START Data records

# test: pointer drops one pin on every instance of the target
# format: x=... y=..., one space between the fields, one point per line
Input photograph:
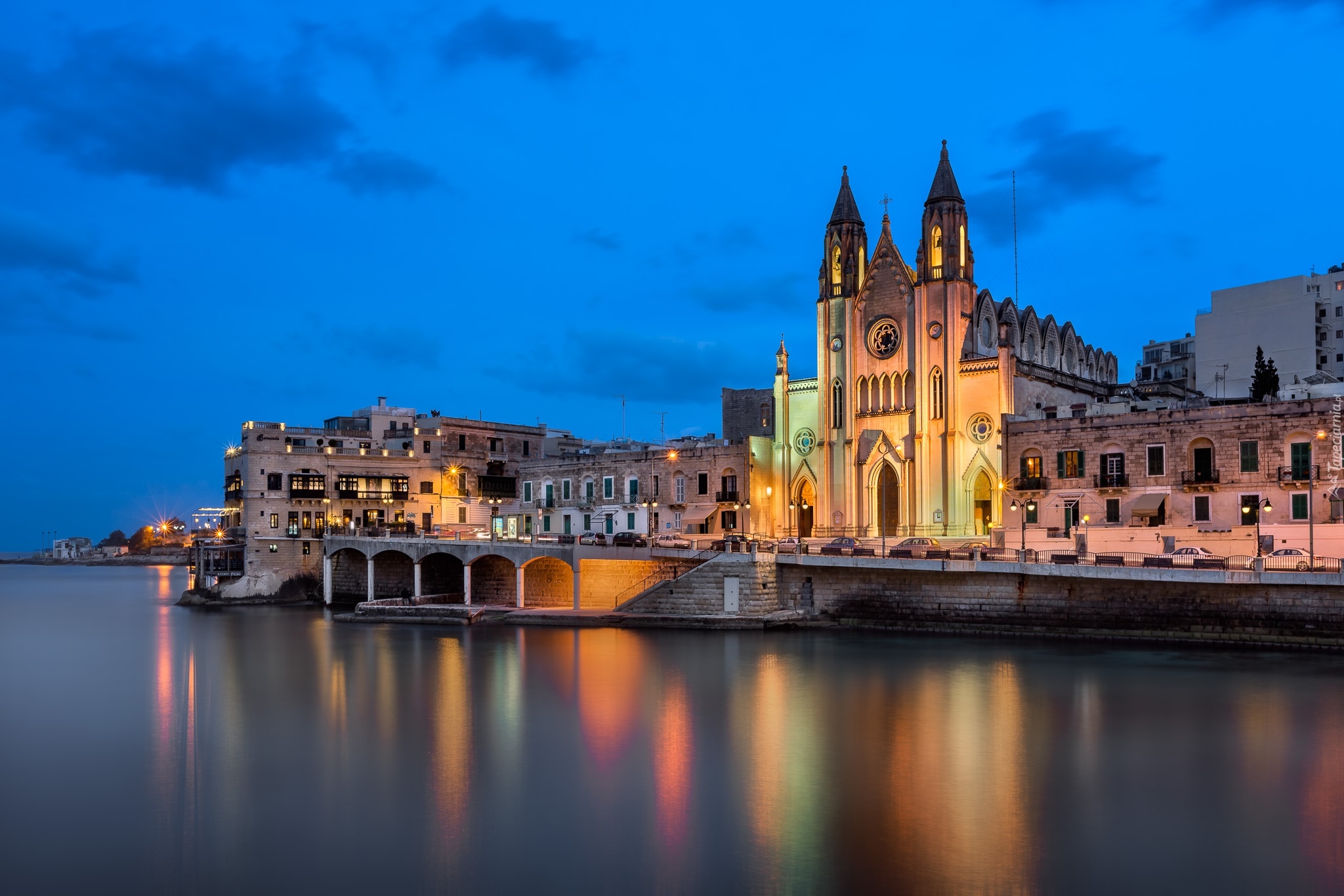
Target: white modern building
x=1297 y=320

END Data records

How to complete this task: Exactly as written, give the entries above again, with no images.

Exercise response:
# test: pointer drops one pin on every instance of the target
# format: x=... y=..., one space between the fields, one point per line
Input photograph:
Target: white modern building
x=1297 y=320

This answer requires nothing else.